Excerpt: Begin

By Jennifer Marbley
Six outstanding University of Nevada, Reno students were honored for their high grade point averages in their respective colleges at the Senior Scholar’s Banquet on Dec. 4. The Nevada Alumni Association partnered with UNR to hold the event in the Joe Crowley Student Union Milt Glick Ballroom.
The Senior Scholar students received a silver lapel and a certificate for their scholastic achievements as they concluded their senior years at UNR. Friends and family attended the event to celebrate the students as well as the mentors who motivated the Senior Scholar award-winners. Each of the six Senior Scholars had a mentor who also helped to lead faculty in new research and creative directions.
Dr. James Winn teaches composition in the music department and acted as a mentor to award winner Quinton Bunk, who majored in double bass performance. Winn met Bunk nearly five years ago and believes that his role as a mentor is to encourage Bunk and support his musical talent by providing advice.
“I’ve had [Bunk] in classes for a long time and he’s always been an absolute superstar,” Winn said. “Every composer is unique, but what he has accomplished as an undergraduate is uncommon even among doctoral students.”
Winn worked with Pulitzer Prize-winners as well as students at Columbia, Princeton and Harvard, and believes that Bunk was his most extraordinary composition student. He described Bunk as quiet and focused. Winn said that Bunk always impresses him with the music that he produces.
According to Bunk, he’s primarily excited about graduation, but is also thrilled to receive the Senior Scholar distinction. He plans to seek further education in musical composition and wants to pursue a career in music. He recently wrote a score for a short film titled “In Good Company.” He has also written classical, theater and orchestral music.
The College of Liberal Arts was not the only college represented at the event. Jordan Forman, who earned a Bachelor of Science degree in nursing, was also recognized for her outstanding academic performance. Forman said that she feels grateful and was humbled to be chosen as a Senior Scholar. According to Forman, a death in her family helped her realize that she wanted a career where she could help others.

Excerpt: End
Stored data: Begin

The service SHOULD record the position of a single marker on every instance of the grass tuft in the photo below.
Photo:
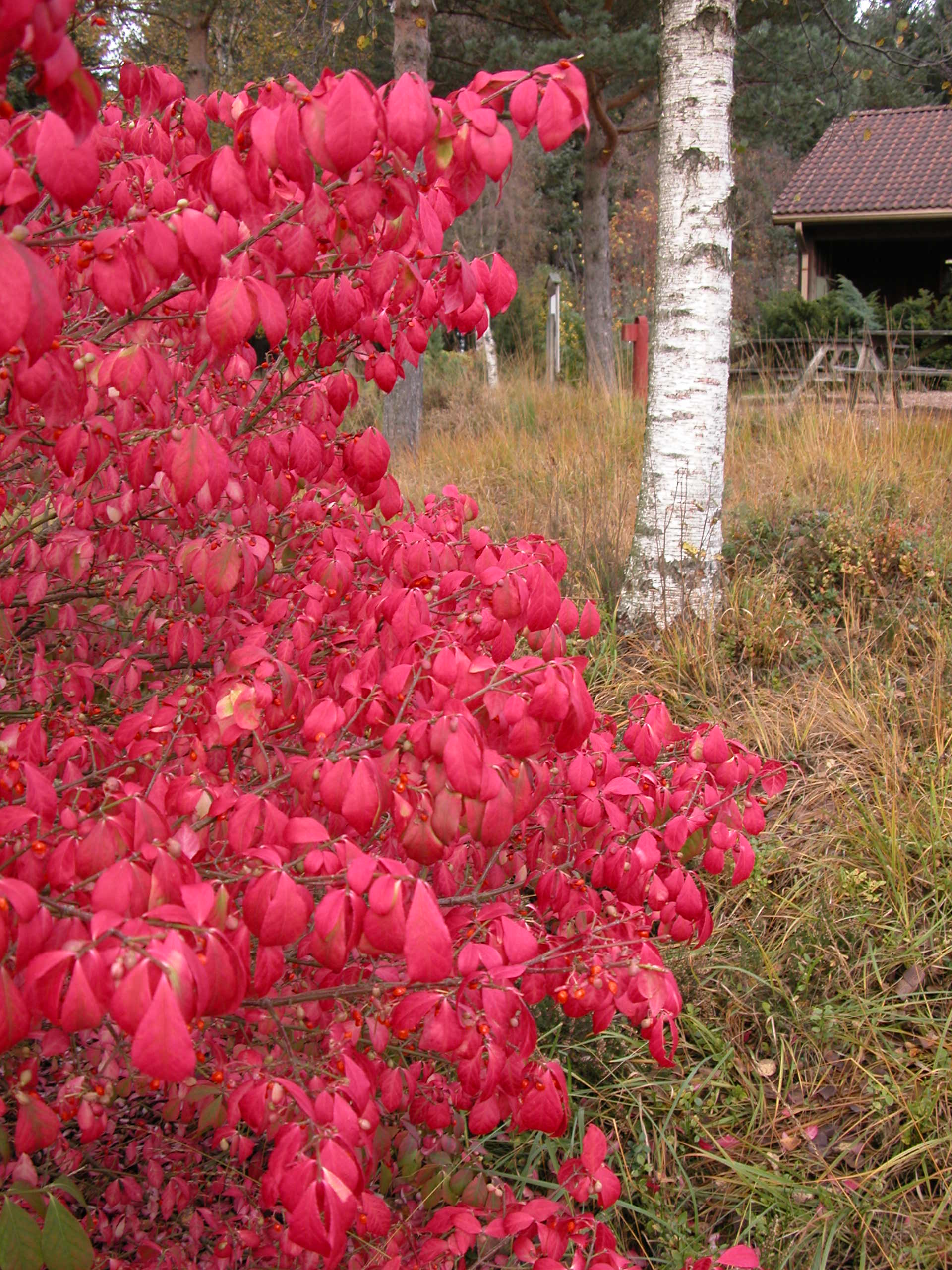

Stored data: End

Problems and tasks:
(A) Could you extract the stretch of the Senior Scholar banquet article from "By Jennifer Marbley" through "Milt Glick Ballroom.", copying it word for word?
(B) Do these statements agree with the Senior Scholar banquet article? Answer yes or no for each, quoting the words that decide it. (i) The banquet was held in the Milt Glick Ballroom. (ii) Winn first met Bunk about ten years ago. (iii) Jordan Forman earned her degree in nursing.

Set of answers:
(A)
By Jennifer Marbley
Six outstanding University of Nevada, Reno students were honored for their high grade point averages in their respective colleges at the Senior Scholar’s Banquet on Dec. 4. The Nevada Alumni Association partnered with UNR to hold the event in the Joe Crowley Student Union Milt Glick Ballroom.

(B)
(i) Yes: "in the Joe Crowley Student Union Milt Glick Ballroom"
(ii) No: "Winn met Bunk nearly five years ago"
(iii) Yes: "earned a Bachelor of Science degree in nursing"